▶ [EXERCISE OBJECTIVE]:
Retype, exactly and with both ends included, the lines below from the one containing "pixel 195 284" through the end; omit the pictures.

▶ [DATA FOR REVIEW]:
- - -
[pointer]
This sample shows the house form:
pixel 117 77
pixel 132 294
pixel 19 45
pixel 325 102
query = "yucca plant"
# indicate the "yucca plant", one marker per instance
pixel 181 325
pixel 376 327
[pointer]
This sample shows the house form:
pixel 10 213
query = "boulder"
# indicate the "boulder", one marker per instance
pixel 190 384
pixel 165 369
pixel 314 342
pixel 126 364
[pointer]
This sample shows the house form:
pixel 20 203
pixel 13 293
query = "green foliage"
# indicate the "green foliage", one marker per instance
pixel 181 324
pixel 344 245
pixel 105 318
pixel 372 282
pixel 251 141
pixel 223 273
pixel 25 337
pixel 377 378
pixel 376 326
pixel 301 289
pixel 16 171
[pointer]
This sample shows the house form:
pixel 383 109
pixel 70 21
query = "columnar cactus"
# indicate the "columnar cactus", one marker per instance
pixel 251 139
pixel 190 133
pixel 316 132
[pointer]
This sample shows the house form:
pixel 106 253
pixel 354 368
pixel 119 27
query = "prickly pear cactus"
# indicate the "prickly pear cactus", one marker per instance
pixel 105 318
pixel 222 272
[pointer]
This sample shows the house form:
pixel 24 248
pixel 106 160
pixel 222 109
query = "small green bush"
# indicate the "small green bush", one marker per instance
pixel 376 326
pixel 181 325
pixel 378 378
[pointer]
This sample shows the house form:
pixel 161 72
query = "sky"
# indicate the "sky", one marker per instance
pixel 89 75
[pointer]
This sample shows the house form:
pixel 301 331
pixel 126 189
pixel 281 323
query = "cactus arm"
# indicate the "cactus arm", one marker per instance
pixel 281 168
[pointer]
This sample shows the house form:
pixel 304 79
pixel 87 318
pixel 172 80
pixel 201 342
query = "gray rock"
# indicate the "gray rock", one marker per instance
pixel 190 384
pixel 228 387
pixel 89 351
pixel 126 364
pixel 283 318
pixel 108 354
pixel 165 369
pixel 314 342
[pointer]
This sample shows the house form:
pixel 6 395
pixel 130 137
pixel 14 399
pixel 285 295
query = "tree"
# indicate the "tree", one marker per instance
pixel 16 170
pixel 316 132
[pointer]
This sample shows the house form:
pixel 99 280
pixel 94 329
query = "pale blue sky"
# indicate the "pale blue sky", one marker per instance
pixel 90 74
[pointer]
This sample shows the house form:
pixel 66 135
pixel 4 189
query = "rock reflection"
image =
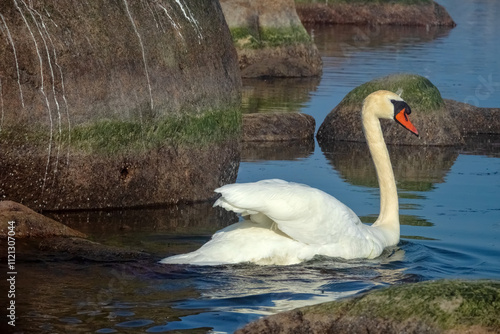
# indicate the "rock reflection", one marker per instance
pixel 277 94
pixel 342 40
pixel 415 168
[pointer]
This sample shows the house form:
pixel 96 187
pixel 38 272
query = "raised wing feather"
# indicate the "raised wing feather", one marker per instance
pixel 305 214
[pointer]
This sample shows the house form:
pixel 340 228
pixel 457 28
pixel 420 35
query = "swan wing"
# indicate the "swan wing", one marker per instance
pixel 303 213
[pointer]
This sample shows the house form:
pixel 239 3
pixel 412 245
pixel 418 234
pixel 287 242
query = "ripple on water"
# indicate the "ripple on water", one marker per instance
pixel 135 323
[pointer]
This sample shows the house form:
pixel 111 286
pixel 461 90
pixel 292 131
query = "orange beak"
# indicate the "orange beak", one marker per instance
pixel 402 118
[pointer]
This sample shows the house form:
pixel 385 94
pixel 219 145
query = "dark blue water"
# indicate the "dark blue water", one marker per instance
pixel 449 200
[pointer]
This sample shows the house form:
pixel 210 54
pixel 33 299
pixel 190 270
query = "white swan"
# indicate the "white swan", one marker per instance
pixel 287 223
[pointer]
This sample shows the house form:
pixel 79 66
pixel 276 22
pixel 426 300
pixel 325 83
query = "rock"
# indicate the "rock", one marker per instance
pixel 91 180
pixel 277 127
pixel 427 307
pixel 29 224
pixel 473 120
pixel 114 104
pixel 429 114
pixel 83 249
pixel 417 13
pixel 270 39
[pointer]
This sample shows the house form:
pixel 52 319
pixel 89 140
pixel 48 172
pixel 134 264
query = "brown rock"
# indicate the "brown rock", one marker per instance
pixel 74 74
pixel 29 224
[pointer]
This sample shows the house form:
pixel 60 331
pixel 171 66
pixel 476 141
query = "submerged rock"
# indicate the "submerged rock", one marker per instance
pixel 430 115
pixel 413 13
pixel 277 127
pixel 270 39
pixel 428 307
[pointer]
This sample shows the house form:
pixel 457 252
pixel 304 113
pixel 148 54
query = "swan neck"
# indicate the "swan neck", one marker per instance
pixel 389 207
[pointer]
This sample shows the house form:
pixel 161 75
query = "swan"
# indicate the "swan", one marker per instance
pixel 287 223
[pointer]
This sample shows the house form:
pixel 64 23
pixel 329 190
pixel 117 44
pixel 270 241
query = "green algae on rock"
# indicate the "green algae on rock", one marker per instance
pixel 424 13
pixel 100 101
pixel 427 307
pixel 270 39
pixel 429 114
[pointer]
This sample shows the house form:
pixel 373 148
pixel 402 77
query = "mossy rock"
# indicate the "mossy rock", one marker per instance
pixel 429 114
pixel 427 307
pixel 423 13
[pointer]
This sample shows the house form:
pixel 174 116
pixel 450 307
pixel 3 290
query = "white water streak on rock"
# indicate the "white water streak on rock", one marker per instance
pixel 45 31
pixel 11 41
pixel 143 53
pixel 42 90
pixel 176 27
pixel 1 105
pixel 154 13
pixel 189 16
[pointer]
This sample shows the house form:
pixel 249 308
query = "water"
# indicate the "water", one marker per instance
pixel 450 208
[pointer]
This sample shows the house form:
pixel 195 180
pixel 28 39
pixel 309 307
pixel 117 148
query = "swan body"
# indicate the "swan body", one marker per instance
pixel 287 223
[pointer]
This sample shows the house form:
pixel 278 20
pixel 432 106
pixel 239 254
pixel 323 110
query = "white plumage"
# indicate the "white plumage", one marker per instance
pixel 287 223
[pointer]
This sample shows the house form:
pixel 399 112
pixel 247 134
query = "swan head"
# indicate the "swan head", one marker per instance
pixel 389 105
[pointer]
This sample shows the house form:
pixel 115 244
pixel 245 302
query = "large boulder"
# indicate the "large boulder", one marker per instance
pixel 408 13
pixel 116 103
pixel 430 116
pixel 270 39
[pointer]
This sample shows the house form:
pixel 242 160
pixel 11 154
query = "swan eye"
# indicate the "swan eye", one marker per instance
pixel 400 106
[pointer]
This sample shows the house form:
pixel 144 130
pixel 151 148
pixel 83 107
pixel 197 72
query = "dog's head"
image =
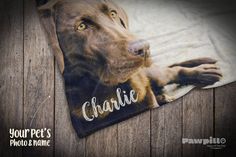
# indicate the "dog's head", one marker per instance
pixel 92 37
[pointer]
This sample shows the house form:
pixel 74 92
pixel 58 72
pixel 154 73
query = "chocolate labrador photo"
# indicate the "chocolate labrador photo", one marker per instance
pixel 96 53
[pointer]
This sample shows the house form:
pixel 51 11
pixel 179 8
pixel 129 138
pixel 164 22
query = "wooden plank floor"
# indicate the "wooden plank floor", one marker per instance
pixel 32 96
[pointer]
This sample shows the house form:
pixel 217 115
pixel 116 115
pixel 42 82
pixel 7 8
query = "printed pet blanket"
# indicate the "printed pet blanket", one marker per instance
pixel 177 32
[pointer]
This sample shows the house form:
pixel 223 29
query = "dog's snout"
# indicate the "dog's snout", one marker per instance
pixel 139 47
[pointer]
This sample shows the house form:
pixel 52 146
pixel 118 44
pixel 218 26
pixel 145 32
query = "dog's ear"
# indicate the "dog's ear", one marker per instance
pixel 46 13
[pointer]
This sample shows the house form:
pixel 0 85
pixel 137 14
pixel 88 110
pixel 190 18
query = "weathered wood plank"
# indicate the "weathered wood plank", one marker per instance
pixel 11 72
pixel 225 119
pixel 67 144
pixel 166 130
pixel 38 79
pixel 197 121
pixel 134 136
pixel 102 143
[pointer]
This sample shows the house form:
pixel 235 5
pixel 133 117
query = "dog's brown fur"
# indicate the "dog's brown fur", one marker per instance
pixel 101 50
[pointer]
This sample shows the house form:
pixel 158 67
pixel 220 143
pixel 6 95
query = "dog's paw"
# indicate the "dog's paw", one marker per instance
pixel 202 75
pixel 195 62
pixel 164 99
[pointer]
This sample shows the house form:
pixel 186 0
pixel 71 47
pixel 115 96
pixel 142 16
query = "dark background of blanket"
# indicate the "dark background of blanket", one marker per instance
pixel 29 75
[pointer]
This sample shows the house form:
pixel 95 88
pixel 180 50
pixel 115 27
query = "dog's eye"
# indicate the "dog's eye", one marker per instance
pixel 81 27
pixel 113 14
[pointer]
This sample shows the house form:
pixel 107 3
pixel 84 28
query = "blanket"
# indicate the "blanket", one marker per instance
pixel 177 31
pixel 181 30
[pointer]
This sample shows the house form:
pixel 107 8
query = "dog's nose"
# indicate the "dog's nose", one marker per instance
pixel 139 47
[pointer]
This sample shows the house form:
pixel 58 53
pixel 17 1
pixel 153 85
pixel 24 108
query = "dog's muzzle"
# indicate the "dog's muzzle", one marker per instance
pixel 139 48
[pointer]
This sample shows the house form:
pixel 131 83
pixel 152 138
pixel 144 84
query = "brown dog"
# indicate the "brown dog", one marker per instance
pixel 91 38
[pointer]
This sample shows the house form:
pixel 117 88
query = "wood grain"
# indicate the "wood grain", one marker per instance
pixel 225 119
pixel 38 79
pixel 11 72
pixel 29 75
pixel 197 121
pixel 102 143
pixel 134 136
pixel 166 130
pixel 66 141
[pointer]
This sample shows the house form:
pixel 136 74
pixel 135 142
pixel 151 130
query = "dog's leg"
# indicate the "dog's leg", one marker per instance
pixel 199 72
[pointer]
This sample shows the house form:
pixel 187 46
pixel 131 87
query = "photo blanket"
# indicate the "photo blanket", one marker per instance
pixel 177 31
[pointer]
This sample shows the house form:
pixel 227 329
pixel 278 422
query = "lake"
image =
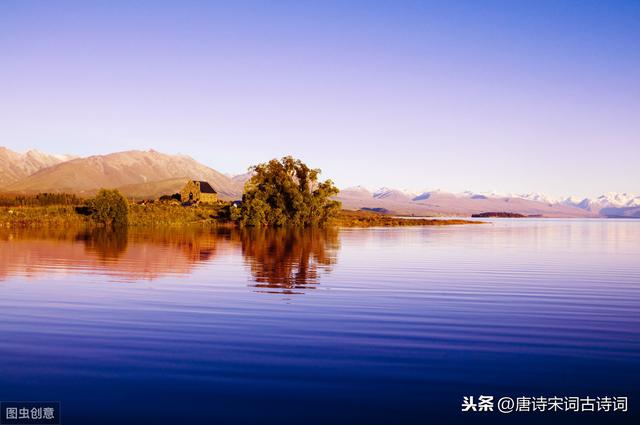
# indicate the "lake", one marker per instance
pixel 380 325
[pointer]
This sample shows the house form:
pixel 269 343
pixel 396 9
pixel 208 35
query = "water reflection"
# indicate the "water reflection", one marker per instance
pixel 283 260
pixel 278 260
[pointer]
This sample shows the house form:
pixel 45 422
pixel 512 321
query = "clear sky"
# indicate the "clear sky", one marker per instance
pixel 512 96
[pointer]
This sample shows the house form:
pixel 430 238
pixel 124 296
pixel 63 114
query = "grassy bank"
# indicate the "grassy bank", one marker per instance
pixel 172 214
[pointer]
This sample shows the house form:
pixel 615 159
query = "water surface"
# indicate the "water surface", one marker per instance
pixel 388 325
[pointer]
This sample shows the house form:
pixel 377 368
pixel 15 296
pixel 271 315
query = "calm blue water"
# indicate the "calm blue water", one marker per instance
pixel 352 326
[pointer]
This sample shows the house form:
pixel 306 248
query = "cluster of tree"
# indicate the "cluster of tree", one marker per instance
pixel 41 199
pixel 169 198
pixel 109 208
pixel 286 193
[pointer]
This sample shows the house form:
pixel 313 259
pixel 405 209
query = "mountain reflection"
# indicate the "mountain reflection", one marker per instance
pixel 280 260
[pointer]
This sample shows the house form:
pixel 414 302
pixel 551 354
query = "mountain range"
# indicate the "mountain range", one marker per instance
pixel 143 174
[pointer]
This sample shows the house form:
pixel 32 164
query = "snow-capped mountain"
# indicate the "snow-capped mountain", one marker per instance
pixel 440 202
pixel 610 199
pixel 15 166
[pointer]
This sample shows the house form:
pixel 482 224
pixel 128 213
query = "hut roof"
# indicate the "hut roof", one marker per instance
pixel 205 187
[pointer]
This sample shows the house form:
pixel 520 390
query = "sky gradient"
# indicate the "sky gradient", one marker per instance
pixel 510 96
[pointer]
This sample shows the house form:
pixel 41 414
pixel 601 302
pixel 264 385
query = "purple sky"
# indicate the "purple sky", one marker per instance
pixel 480 95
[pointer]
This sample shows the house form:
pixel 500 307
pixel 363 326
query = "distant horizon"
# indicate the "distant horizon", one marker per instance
pixel 415 191
pixel 514 97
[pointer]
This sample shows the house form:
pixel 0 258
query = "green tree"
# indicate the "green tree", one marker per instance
pixel 287 192
pixel 110 208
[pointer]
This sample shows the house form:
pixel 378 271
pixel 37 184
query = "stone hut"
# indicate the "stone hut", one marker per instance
pixel 198 191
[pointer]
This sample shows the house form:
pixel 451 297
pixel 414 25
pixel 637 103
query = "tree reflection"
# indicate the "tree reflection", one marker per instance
pixel 278 260
pixel 107 243
pixel 283 260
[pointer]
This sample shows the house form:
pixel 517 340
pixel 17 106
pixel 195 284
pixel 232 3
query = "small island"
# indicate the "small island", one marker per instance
pixel 502 215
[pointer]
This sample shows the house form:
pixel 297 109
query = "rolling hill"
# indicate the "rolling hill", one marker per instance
pixel 139 173
pixel 15 166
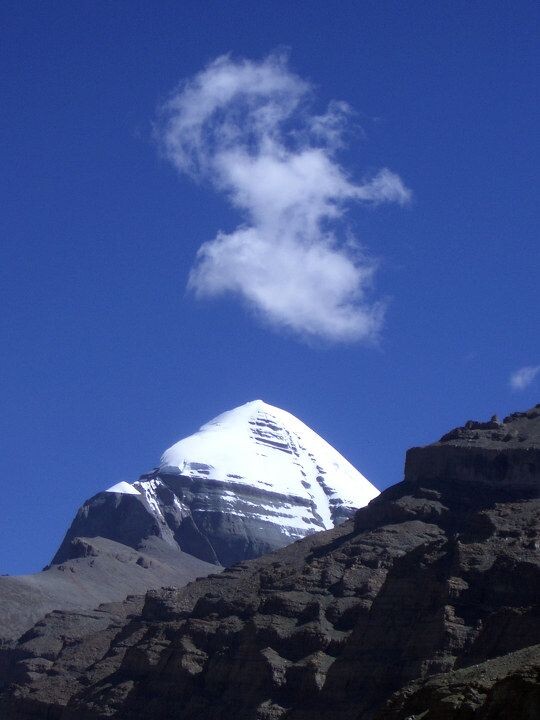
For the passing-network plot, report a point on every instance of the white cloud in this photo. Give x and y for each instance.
- - -
▶ [YOUR SOLUTION]:
pixel 195 284
pixel 232 3
query = "small island"
# indicate the "small island", one marker per instance
pixel 502 215
[pointer]
This sample shows the house form:
pixel 297 109
query = "rolling hill"
# indicate the "rolling hill", one marker per instance
pixel 139 173
pixel 15 166
For the passing-network plot, report a point on every instance of the white cloud in this photo. Give x and y for each instance.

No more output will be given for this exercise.